:: Study text ::
↓↓↓
JetBlue Airways (NASDAQ: JBLU) announced that it would be trimming its summer flight schedule as it continues to deal with staffing issues. This was joined by an announcement by Alaska Air Group (NYSE: ALK) that it would be trimming its schedule to train more pilots.
Booming demand for travel as the coronavirus pandemic wanes has taken airlines by surprise, with a more significant spike expected this summer due to vaccine distribution and lower infection rates. In addition to rising demand, extreme weather has become a more pressing concern due to climate change. In the winter, holiday travelers were stranded in airports, on highways, and even on the rails due to inclement winter weather, while more recently, airlines such as Southwest Airlines (NYSE: LUV) were forced to cancel and delay flights due to spring storms.
The rush to recover has put immense strain on labor, with flight attendants, pilots, gate agents, and administrative staff in high demand at airlines. The Southwest Airlines Pilots Association noted that at least 10% of its pilots have quit and that other companies snag some undergoing training, sometimes even while being interviewed. JetBlue has hired at least 3,000 new pilots so far this year, but that it was still short on staff in some areas.
However, even training new pilots poses an issue, with flight instructors themselves in short supply. Already, some carriers like Southwest have had to dial back hiring efforts while it tries to onboard new instructors.
To help compensate in other areas, JetBlue offered current flight attendants bonuses: $1,000 per flight to attendants that don't call out and an extra $100 for those that pick up additional flights on days off. Southwest has raised the base pay of its attendants to $17 an hour and has stated that it no longer requires that airport-based employees have a high school diploma.
↑↑↑
:: How to complete this task ::
Reproduce the article on airline staffing shortages in full, word for word.

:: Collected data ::
↓↓↓
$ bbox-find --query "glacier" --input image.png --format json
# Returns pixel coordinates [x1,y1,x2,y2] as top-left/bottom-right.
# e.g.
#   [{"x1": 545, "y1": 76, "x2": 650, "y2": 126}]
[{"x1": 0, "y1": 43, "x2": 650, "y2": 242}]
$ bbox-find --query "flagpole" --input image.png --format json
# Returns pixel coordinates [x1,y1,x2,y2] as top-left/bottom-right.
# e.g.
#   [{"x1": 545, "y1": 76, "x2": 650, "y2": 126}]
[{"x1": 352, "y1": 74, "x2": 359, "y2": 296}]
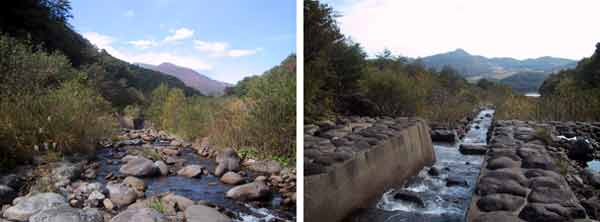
↑↑↑
:: Completed task ::
JetBlue Airways (NASDAQ: JBLU) announced that it would be trimming its summer flight schedule as it continues to deal with staffing issues. This was joined by an announcement by Alaska Air Group (NYSE: ALK) that it would be trimming its schedule to train more pilots.
Booming demand for travel as the coronavirus pandemic wanes has taken airlines by surprise, with a more significant spike expected this summer due to vaccine distribution and lower infection rates. In addition to rising demand, extreme weather has become a more pressing concern due to climate change. In the winter, holiday travelers were stranded in airports, on highways, and even on the rails due to inclement winter weather, while more recently, airlines such as Southwest Airlines (NYSE: LUV) were forced to cancel and delay flights due to spring storms.
The rush to recover has put immense strain on labor, with flight attendants, pilots, gate agents, and administrative staff in high demand at airlines. The Southwest Airlines Pilots Association noted that at least 10% of its pilots have quit and that other companies snag some undergoing training, sometimes even while being interviewed. JetBlue has hired at least 3,000 new pilots so far this year, but that it was still short on staff in some areas.
However, even training new pilots poses an issue, with flight instructors themselves in short supply. Already, some carriers like Southwest have had to dial back hiring efforts while it tries to onboard new instructors.
To help compensate in other areas, JetBlue offered current flight attendants bonuses: $1,000 per flight to attendants that don't call out and an extra $100 for those that pick up additional flights on days off. Southwest has raised the base pay of its attendants to $17 an hour and has stated that it no longer requires that airport-based employees have a high school diploma.